▶ **Brief 1**
Name every voice assistant that the article on voice assistants and addiction help-seeking mentions by name.
▶ **Brief 2**
From the article on voice assistants and addiction help-seeking, transcribe word for word the passage starting at "How do voice" and ending at "addiction help-seeking queries?".

▶ **Given text**

How do voice assistants respond to queries?

Voice assistants are transforming how you look for information: they provide a singular response to query, like when you speak to a real person. That's different from what traditional search engines get you used to: they deliver several relevant results to a query, relying on you to consolidate them and reach your own conclusion. For example, querying "what's the weather?" on a search engine would result in a long-list of links from different weather services, while a voice assistant is designed to return a singular result, namely the real time local forecast.

Can voice assistants support addiction help-seeking queries?

A new study, published in the journal NPJ Digital Medicine by researcher from the Center for Data Driven Health at the Qualcomm Institute, based out of the University of California (San Diego, USA) investigated how voice assistants like Amazon's Alexa, Apple's Siri, Google Assistant, Microsoft's Cortana, and Samsung's Bixby, responded to addiction help-seeking queries. Researchers recorded if voice assistants provided a singular response and if so, if they linked users to treatment or treatment referral services. Only 4 of the 70 help-seeking queries presented returned singular or actionable responses, while all the others generated confusion like "I don't understand", "Did I say something wrong?", "I'm sorry. I couldn't find that skill" and more. When asked "Help me quit drugs" some voice assistance responded with a definition for the word drugs, while when asked "Help me quit smoking" some returned the name of a cessation app or promoted a nearby retailer. These results show that, if a user requests information on substance use treatment from any major virtual assistant, they will likely not be provided with any information or referral to treatment.

Is there hope for a future health saving support of voice assistants?

Despite their findings, the researchers stated that voice assistants have the potential to provide meaningful help to people seeking help for addiction: "they should be revised to promote free, remote, government sponsored addiction services, this would benefit millions of users now and more to come as assistants displace existing information-seeking engines".

This would encourage people to take the first step towards treatment by having voice assistants promote, for example, helplines. Upgrading voice assistants to accommodate help-seeking for substance misuse could become a meaningful transformation for how tech companies approach health in the future.

▶ **Source material**

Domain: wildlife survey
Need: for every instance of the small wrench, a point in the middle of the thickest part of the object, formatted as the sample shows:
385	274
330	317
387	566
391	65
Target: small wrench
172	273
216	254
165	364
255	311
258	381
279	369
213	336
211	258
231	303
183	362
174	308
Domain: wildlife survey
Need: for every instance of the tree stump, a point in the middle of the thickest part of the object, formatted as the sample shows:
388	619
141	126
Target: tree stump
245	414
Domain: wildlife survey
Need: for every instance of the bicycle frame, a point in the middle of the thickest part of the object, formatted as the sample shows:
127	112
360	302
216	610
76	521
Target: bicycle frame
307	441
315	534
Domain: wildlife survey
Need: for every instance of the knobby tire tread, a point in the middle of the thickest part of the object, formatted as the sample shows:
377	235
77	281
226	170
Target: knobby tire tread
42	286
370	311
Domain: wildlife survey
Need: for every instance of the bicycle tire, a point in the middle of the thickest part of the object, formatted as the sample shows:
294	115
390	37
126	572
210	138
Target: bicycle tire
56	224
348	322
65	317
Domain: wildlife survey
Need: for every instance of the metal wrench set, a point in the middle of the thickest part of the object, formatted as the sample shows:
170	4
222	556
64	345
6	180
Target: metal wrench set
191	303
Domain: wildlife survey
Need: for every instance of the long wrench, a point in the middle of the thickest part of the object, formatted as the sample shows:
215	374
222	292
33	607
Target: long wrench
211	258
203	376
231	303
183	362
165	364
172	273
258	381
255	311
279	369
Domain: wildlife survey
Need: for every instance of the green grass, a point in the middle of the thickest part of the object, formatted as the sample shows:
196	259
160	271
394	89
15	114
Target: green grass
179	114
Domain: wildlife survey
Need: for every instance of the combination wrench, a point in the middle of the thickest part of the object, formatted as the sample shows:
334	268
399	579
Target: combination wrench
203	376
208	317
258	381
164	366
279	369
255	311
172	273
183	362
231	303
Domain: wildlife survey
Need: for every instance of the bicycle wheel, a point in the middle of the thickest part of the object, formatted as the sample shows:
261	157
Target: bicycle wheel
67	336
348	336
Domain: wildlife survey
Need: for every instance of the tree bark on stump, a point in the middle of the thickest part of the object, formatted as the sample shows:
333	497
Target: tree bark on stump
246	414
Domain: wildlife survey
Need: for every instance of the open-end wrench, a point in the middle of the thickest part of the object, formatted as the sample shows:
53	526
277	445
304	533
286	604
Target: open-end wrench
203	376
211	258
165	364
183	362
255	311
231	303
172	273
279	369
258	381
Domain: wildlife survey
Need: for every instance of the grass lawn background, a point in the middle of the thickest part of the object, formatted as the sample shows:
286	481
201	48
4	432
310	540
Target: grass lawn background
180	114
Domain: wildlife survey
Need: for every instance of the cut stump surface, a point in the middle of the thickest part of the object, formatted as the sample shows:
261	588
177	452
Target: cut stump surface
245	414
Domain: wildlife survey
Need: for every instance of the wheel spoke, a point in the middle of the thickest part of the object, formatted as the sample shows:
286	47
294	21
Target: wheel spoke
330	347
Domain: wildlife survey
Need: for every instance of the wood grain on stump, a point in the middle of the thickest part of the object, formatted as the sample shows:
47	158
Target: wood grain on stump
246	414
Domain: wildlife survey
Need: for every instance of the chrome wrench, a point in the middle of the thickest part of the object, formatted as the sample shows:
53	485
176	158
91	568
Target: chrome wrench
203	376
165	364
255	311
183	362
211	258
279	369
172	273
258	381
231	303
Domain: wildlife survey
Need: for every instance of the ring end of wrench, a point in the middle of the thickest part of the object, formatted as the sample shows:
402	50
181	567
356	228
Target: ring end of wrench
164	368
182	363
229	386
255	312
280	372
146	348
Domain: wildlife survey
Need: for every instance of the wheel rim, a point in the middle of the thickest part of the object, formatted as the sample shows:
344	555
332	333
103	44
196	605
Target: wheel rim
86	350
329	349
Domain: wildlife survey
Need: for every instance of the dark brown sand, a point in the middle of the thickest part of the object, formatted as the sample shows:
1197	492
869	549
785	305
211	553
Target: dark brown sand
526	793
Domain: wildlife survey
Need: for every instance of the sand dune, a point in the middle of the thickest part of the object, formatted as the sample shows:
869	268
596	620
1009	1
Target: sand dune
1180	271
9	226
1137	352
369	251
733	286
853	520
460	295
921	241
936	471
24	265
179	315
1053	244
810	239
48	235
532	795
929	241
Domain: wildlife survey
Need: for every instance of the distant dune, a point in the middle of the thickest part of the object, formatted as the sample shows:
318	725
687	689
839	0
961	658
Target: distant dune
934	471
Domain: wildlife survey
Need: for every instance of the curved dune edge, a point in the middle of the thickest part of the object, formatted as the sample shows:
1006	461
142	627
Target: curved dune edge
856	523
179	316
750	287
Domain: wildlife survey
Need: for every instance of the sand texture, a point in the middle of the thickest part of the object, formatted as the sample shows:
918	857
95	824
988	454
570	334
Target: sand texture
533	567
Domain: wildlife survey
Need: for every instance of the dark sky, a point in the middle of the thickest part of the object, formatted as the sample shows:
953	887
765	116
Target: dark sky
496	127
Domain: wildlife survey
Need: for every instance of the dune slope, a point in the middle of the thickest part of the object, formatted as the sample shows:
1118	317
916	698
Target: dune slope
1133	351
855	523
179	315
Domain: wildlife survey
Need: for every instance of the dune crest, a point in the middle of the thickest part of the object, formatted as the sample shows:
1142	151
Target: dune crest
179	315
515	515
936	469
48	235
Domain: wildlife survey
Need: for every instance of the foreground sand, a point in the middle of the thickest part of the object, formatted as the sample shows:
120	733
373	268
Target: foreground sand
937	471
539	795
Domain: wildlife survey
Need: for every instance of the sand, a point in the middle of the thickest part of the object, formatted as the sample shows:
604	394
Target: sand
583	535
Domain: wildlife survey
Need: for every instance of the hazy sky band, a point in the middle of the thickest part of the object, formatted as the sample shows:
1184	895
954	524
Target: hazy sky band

▶ **Written solution 1**
Amazon's Alexa
Apple's Siri
Google Assistant
Microsoft's Cortana
Samsung's Bixby

▶ **Written solution 2**
How do voice assistants respond to queries?

Voice assistants are transforming how you look for information: they provide a singular response to query, like when you speak to a real person. That's different from what traditional search engines get you used to: they deliver several relevant results to a query, relying on you to consolidate them and reach your own conclusion. For example, querying "what's the weather?" on a search engine would result in a long-list of links from different weather services, while a voice assistant is designed to return a singular result, namely the real time local forecast.

Can voice assistants support addiction help-seeking queries?